Dataset rows showing where objects appear
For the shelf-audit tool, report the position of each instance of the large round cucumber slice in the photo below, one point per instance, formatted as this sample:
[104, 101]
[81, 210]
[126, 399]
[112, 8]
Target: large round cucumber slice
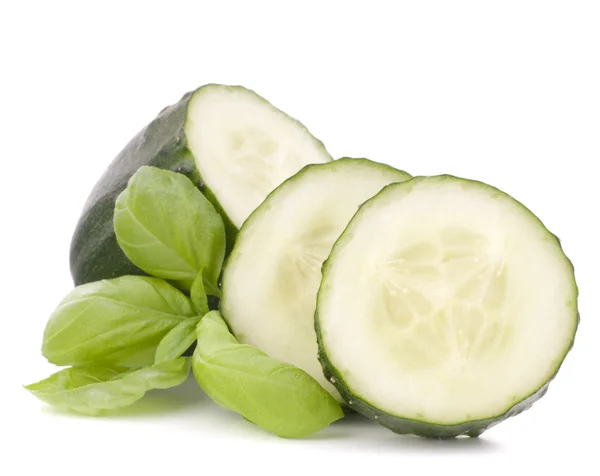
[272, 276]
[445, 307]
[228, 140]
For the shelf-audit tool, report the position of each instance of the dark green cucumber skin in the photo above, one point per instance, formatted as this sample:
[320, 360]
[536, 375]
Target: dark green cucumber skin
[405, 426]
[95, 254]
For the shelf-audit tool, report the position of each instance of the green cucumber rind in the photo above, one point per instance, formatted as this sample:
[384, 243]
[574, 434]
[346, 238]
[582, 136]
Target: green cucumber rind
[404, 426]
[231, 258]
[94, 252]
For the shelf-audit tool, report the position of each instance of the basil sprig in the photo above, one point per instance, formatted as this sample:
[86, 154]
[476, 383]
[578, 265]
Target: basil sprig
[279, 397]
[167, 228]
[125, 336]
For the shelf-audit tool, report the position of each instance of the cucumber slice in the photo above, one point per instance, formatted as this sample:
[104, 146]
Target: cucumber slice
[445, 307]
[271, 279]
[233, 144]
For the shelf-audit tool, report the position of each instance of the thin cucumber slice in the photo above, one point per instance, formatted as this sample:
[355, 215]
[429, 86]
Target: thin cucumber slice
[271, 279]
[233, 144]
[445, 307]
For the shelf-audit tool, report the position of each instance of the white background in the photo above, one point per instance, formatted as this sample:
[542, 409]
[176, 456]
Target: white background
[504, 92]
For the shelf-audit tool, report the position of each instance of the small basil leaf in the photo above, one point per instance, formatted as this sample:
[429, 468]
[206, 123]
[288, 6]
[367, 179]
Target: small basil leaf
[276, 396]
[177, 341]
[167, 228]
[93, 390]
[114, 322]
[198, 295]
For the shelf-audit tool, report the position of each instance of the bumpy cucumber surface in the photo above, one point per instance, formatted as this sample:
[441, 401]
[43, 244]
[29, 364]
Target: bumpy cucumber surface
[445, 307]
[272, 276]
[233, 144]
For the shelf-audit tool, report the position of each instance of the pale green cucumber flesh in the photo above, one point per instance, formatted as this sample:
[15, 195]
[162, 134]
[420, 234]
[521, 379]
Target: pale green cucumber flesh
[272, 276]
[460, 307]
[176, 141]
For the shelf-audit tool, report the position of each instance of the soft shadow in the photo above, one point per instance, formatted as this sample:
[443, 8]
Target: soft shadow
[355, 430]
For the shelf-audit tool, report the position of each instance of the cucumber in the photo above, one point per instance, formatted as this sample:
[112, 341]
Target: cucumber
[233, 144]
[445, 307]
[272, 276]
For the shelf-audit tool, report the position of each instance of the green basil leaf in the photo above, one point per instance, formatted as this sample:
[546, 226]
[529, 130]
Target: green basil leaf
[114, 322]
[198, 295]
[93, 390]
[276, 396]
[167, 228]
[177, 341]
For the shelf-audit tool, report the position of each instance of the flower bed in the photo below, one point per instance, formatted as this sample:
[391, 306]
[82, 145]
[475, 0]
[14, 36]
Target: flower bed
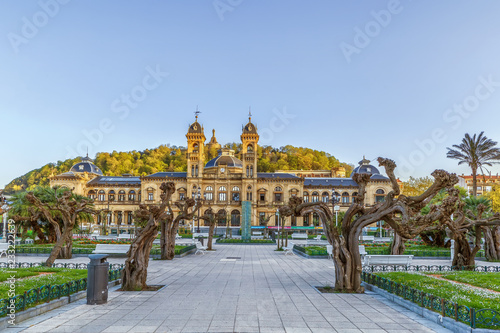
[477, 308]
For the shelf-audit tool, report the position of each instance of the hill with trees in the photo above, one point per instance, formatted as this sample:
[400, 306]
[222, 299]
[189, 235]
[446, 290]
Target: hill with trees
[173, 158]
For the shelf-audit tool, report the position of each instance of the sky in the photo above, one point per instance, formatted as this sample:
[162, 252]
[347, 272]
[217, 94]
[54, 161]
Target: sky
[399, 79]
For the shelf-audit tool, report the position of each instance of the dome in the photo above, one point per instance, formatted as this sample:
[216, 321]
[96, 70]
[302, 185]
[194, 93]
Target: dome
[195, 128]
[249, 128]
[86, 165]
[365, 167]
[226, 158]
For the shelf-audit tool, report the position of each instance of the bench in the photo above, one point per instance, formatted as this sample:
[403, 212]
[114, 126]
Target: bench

### WRITTEN PROBLEM
Rewrite every one of the records above with "shelf-audit tool" swapped for "inventory scanner" and nothing else altered. Omit the pictures.

### FULL ANSWER
For the inventory scanner, report the position of each instance of the large round cucumber slice in the photo below, one point per instance, formatted as this sample:
[104, 101]
[81, 210]
[126, 399]
[112, 8]
Target: large round cucumber slice
[272, 276]
[445, 307]
[228, 140]
For the inventory scanner, report the position of each instance of the dark green cucumber skin in the photo above, one point per instance, formatted as this sample:
[320, 360]
[536, 375]
Target: dark green cucumber skin
[405, 426]
[95, 254]
For the inventory scanner, report the position of each instance of the green cucumber rind in the photo above, one point per instance, formatted as this sample:
[384, 243]
[574, 434]
[346, 238]
[582, 136]
Target: green cucumber rind
[404, 426]
[231, 258]
[94, 252]
For the inventory scanner, report the position of each instance of the basil sprig in the photo above, one point per instance, formatted as this sample:
[86, 154]
[476, 383]
[578, 265]
Target: basil sprig
[279, 397]
[167, 228]
[125, 336]
For the inventory scanner, report the position of each instance of the cucumber slice in the photo above, one point per instance, formatted as this sample:
[104, 146]
Target: cucumber slice
[445, 307]
[271, 279]
[233, 144]
For the inventory scanner, report the position of each instance of the thin cucumber slice in the photo above, one point per instance, formatted as this sample:
[355, 215]
[429, 86]
Target: thin cucumber slice
[271, 279]
[233, 144]
[445, 307]
For the inventory scanner, report the position of each instance of the white background in the photo above, one point per instance, formatted as this sample:
[542, 409]
[176, 456]
Target: white background
[504, 92]
For the inventory scanner, report the position of each instance of the small basil leaf in the photo above, one point per instance, formatted as this sample:
[429, 468]
[206, 123]
[288, 6]
[367, 179]
Target: small basil leaf
[276, 396]
[177, 341]
[167, 228]
[93, 390]
[114, 322]
[198, 295]
For the inventory scanner, report the position of each instance of the bumpy cucumber surface in the photo above, one point per instance, formatted as this sample:
[441, 401]
[43, 244]
[29, 364]
Target: bumpy cucumber surface
[445, 307]
[272, 276]
[233, 144]
For the inventory scanner, report the position of each instance of the pale green cucumber flesh in the photo above, one point per instance, formatted as this sample:
[15, 195]
[162, 134]
[420, 234]
[521, 379]
Target: pale green cucumber flesh
[272, 276]
[460, 307]
[176, 141]
For the inventory scanner, report the position of each instance of the soft shadow in the photo above, one point per instance, formatted as this sample:
[443, 8]
Target: soft shadow
[355, 430]
For the inventory scanner, report the position of each instance of the cucumber in the photo above, one point per instance, formatted as this sample:
[112, 341]
Target: cucumber
[233, 144]
[445, 307]
[272, 276]
For the inventory scanner, report the position of each instance of the green basil leaf in the photo above, one point per instance, formatted as this sample:
[546, 226]
[529, 130]
Target: green basil leaf
[114, 322]
[198, 295]
[93, 390]
[276, 396]
[167, 228]
[177, 341]
For the inventory scanner, report the position of each instance of the flower bed in the photo below, one point per instance, formatted as this sample:
[391, 306]
[82, 145]
[475, 0]
[14, 36]
Target: flower bed
[477, 308]
For the inventory scanner, report the position of each instance of the hill with trees in the photo above, one point per instance, formatted as this sample:
[400, 306]
[222, 299]
[189, 235]
[446, 290]
Target: hill with trees
[173, 158]
For the inventory scanner, report the position of each instance of the sky in the photo above, one point per instance, formatted as this sample:
[162, 252]
[347, 272]
[217, 94]
[54, 161]
Target: sky
[399, 79]
For the inventory scanner, report the position of each instance of the dome in the photo above, one point per instance, formatted as this sample:
[216, 321]
[96, 70]
[302, 185]
[194, 93]
Target: dome
[195, 128]
[249, 128]
[86, 165]
[365, 167]
[226, 158]
For the inventory scanner, report the position of each instance of the bench in the photo above, one point per instance, formatted as this sample:
[403, 212]
[114, 126]
Target: bench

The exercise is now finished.